▸ Task description
Reproduce word for word the entries below from the line containing "In this exercise you will locate the bird's shadow" through the end of the entries, both ends included. Omit the pictures from your answer.

▸ Entries provided

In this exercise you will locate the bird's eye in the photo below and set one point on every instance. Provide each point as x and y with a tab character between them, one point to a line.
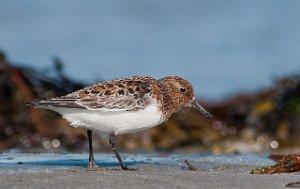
183	90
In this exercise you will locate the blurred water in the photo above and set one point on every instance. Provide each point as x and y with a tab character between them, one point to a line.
26	162
220	46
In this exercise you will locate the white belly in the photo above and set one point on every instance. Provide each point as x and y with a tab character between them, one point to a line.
117	122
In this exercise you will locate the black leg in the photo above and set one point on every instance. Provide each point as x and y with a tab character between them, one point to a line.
112	144
92	163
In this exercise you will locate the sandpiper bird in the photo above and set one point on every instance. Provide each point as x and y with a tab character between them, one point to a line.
123	106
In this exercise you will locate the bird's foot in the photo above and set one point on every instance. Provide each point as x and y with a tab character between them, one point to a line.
92	165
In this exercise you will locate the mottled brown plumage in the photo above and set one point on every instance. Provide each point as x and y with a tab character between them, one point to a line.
123	106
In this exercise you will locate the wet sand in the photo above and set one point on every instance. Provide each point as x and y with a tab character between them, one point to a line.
153	175
149	176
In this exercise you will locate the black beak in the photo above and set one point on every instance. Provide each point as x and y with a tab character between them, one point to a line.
196	105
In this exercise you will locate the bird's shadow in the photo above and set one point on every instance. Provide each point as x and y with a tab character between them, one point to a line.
76	163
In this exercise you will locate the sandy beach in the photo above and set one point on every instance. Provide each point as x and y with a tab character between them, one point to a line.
67	171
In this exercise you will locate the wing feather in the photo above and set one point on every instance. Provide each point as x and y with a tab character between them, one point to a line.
126	94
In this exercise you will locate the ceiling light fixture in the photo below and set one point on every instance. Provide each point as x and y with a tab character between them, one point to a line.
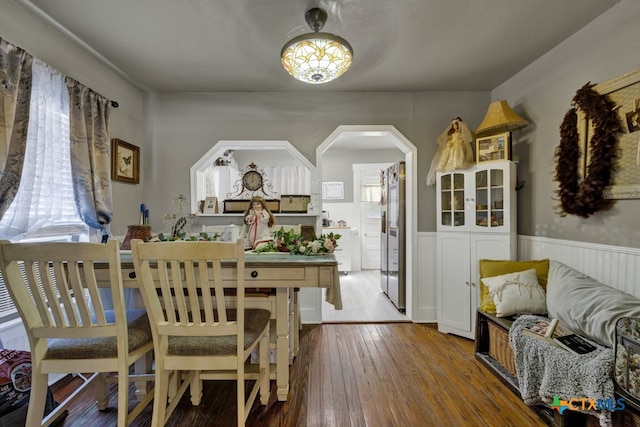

▸ Answer to this task
In this exercise you will locate the bird's shadow in the photo above and set one point on every instance. Provide each point as x and y with a tab character between them, one point to a line.
76	163
In this exercise you will locate the sandy beach in the photo above and set one point on every instance. Provide each point as x and y with a tab character between them, one point to a line.
67	171
In this exercise you will locate the wing feather in the photo above and set one point on every instance. Provide each point as x and y with a tab character between them, one point to a line.
126	94
In this exercise you will locate the ceiling light fixture in the photo below and set one point on every instance. Provide each point as x and y with a tab character between them, one point to a line.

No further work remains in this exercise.